— begin Items —

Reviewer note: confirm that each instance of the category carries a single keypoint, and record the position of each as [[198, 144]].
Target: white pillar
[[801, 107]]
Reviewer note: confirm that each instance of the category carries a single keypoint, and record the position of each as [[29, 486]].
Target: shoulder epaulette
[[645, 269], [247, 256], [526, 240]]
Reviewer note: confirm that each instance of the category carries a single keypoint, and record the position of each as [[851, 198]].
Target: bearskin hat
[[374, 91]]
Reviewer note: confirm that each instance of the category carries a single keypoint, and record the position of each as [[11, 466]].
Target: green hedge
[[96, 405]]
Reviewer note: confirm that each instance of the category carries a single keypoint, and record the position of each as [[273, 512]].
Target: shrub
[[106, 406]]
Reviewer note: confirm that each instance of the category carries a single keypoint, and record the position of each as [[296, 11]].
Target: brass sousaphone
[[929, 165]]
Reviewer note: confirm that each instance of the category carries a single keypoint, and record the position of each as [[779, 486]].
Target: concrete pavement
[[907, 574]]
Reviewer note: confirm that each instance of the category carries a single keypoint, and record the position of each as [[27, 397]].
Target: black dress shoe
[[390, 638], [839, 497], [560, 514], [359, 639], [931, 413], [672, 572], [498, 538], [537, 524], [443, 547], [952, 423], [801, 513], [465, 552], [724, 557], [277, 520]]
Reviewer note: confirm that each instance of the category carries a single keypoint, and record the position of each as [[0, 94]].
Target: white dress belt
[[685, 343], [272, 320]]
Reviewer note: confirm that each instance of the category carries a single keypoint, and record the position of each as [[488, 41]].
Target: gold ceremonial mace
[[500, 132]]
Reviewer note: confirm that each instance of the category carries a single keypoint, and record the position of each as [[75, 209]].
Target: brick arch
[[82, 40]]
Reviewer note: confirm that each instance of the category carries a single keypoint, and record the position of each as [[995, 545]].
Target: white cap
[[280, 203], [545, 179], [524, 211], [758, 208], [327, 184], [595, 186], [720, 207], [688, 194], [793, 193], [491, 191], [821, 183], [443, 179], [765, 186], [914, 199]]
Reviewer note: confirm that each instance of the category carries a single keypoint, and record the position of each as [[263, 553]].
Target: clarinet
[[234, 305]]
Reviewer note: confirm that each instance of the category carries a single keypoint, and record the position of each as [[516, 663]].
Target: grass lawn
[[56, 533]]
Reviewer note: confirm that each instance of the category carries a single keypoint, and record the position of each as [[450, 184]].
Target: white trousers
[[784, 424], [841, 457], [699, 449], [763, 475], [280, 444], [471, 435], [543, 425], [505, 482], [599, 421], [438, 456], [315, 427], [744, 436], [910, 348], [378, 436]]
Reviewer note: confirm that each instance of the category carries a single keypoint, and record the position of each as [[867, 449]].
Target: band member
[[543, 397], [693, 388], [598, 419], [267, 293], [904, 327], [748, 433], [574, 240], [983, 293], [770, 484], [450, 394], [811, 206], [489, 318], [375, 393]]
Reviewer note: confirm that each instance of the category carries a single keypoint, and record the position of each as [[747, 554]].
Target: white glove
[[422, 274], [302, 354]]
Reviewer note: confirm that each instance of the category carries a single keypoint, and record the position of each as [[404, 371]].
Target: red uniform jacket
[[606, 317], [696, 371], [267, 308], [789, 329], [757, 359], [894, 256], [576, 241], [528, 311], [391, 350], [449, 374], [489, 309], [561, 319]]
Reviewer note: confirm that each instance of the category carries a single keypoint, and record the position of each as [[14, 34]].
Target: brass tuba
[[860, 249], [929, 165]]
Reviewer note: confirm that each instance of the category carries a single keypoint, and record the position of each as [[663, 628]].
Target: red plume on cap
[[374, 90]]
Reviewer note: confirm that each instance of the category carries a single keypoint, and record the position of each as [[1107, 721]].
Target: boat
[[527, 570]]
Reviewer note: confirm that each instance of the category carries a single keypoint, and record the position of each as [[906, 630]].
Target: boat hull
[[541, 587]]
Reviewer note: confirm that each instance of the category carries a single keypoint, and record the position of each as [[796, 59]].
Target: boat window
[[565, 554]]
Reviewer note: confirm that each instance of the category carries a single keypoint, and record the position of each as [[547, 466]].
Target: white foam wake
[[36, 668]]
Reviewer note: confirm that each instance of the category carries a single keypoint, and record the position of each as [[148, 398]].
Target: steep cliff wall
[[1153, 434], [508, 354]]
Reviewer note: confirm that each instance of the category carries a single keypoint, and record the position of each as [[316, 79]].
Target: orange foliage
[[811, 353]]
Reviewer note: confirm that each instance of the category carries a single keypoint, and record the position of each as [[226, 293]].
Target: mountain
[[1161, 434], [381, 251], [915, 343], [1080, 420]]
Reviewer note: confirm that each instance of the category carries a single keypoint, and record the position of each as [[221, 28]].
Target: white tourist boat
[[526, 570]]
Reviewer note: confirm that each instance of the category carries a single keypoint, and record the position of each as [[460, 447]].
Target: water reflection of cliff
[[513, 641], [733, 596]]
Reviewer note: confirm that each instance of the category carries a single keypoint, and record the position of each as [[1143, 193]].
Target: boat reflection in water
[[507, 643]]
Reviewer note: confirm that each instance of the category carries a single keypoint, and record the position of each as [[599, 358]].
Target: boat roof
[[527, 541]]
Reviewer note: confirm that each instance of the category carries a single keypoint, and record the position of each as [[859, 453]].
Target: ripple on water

— end Items —

Objective: Convert every line of the listing above into a numbered list, omitting blank lines.

Answer for the task:
1. Reviewer note: confirm that each instance of the category carries a single keypoint, and record the position of each as [[198, 144]].
2. Target: white pillar
3. [[801, 107]]
4. Reviewer note: confirm that each instance of the category carries a single keypoint, and record the position of each as [[29, 486]].
5. Target: shoulder epaulette
6. [[645, 269], [247, 256], [526, 240]]
7. Reviewer note: confirm that each instance of the category carries a single keypoint, and record the position of each as [[851, 198]].
8. Target: bearskin hat
9. [[374, 91]]
10. Reviewer note: confirm that each instance of the category carries a single keypoint, and record the position of each as [[11, 466]].
11. Target: green hedge
12. [[96, 405]]
13. Reviewer note: confirm that each instance of the category carries a single keypoint, and record the position of each as [[273, 512]].
14. Target: shrub
15. [[106, 406]]
16. Reviewer note: confirm that each instance of the category carries a single keypoint, and record the position of each as [[296, 11]].
17. Target: brass sousaphone
18. [[929, 165]]
19. Reviewer note: confirm that each instance of the category carries a single keypoint, and record the position of each as [[779, 486]].
20. Target: concrete pavement
21. [[907, 574]]
22. Reviewer note: confirm that each instance of the category carries a single keypoint, and record the position of each as [[27, 397]].
23. Target: black dress shoe
24. [[390, 638], [839, 497], [560, 514], [359, 639], [931, 413], [672, 572], [498, 538], [537, 524], [443, 547], [952, 423], [801, 513], [465, 552], [724, 557], [277, 520]]
25. Reviewer note: confirm that each instance of the category carries a single keypoint, and record the position of each as [[0, 94]].
26. Target: white dress belt
27. [[685, 343], [272, 320]]
28. Reviewer note: confirm that each instance of the category carries a single keypoint, and record the position of each as [[488, 41]].
29. Target: gold ceremonial mace
30. [[500, 132]]
31. Reviewer note: confirm that each instance of the category carries a single keypoint, and record the position of each as [[75, 209]].
32. Target: brick arch
33. [[82, 40]]
34. Reviewer note: confirm that each instance of the category carries a single keypoint, and record the position of each as [[995, 545]].
35. Target: white cap
36. [[280, 203], [545, 179], [524, 211], [758, 208], [327, 184], [595, 186], [720, 207], [688, 194], [793, 193], [491, 191], [821, 183], [443, 179], [765, 186], [914, 199]]
37. Reviewer note: confirm that each instance of the category carries a single keypoint, and record the position of each as [[263, 553]].
38. Target: clarinet
39. [[234, 305]]
40. Reviewer note: confirm that each instance of the category carries a single keypoint, and record the position of each as [[516, 663]].
41. Target: grass lawn
42. [[56, 533]]
43. Reviewer note: confirm that each instance of the category carries a single keypoint, and record the position of each as [[450, 184]].
44. Target: white trousers
45. [[784, 424], [841, 457], [699, 449], [763, 475], [280, 444], [471, 435], [543, 425], [505, 482], [599, 421], [438, 456], [315, 427], [744, 436], [910, 348], [378, 436]]
46. Reviewer note: confirm that each instance of the category carries a single keypoint, and record the position of each as [[867, 449]].
47. Target: band member
48. [[543, 397], [693, 388], [598, 419], [267, 293], [904, 327], [748, 433], [574, 240], [983, 293], [770, 484], [450, 394], [811, 206], [489, 318], [375, 393]]
49. Reviewer note: confirm that each instance of the category carries a single keypoint, and record the position of each as [[747, 554]].
50. Target: white glove
51. [[422, 274], [302, 354]]
52. Reviewer note: confirm that each instance of the category carries a single keypoint, and record the position of each as [[404, 371]].
53. Target: red uniform jacket
54. [[606, 317], [696, 371], [267, 308], [789, 329], [757, 359], [894, 256], [576, 241], [528, 311], [391, 350], [449, 374], [489, 309], [561, 319]]
55. Reviewer note: confirm that each instance of the category carries a single keypoint, and record the position of each as [[14, 34]].
56. Target: brass tuba
57. [[860, 249], [929, 165]]
58. Reviewer note: confirm that each instance of the category carries a single keypoint, and record the position of each as [[663, 628]].
59. Target: red plume on cap
60. [[374, 90]]
61. Reviewer note: confirm that each instance of the category carries a single keypoint, and record the position of each as [[1107, 721]].
62. Target: boat
63. [[527, 570]]
64. Reviewer note: confirm that each instance of the category carries a single keypoint, and record the position of each as [[906, 630]].
65. Target: boat hull
66. [[541, 587]]
67. Reviewer note: confirm that each instance of the category carries a single keypoint, and record the position of each as [[796, 59]].
68. Target: boat window
69. [[565, 554]]
70. Reviewer note: confirm that each instance of the category carries a single keypoint, and record the position of each as [[547, 466]].
71. Target: white foam wake
72. [[36, 668]]
73. Reviewer note: confirm that each instance of the category carries a single keypoint, and record the position of each as [[148, 398]].
74. Target: steep cliff wall
75. [[1153, 434], [508, 354]]
76. Reviewer note: confirm that each instance of the category carries a single keypoint, and record the position of each as [[316, 79]].
77. Target: orange foliage
78. [[811, 353]]
79. Reviewer note: confirm that each instance of the category carries a single keypoint, and record the position of each as [[226, 293]].
80. Target: mountain
81. [[1161, 434], [381, 251], [915, 343], [1080, 420]]
82. Reviewer note: confirm that each instance of the category carries a single keypoint, and record the position of each as [[221, 28]].
83. Target: white tourist boat
84. [[526, 570]]
85. Reviewer note: confirm that each instance of the category carries a single keypoint, and record the position of each as [[460, 447]].
86. Target: water reflection of cliff
87. [[513, 641], [733, 596]]
88. Reviewer note: confirm that each instance of the category carries a single keypoint, and record the position of each as [[1143, 193]].
89. Target: boat reflection in water
90. [[507, 643]]
91. Reviewer note: confirm that each instance of the category carries a single keypoint, and record the position of each as [[599, 358]].
92. Target: boat roof
93. [[527, 541]]
94. Reviewer note: confirm that each instance of the category carries a single keypoint, and record the position of each as [[859, 453]].
95. Target: ripple on water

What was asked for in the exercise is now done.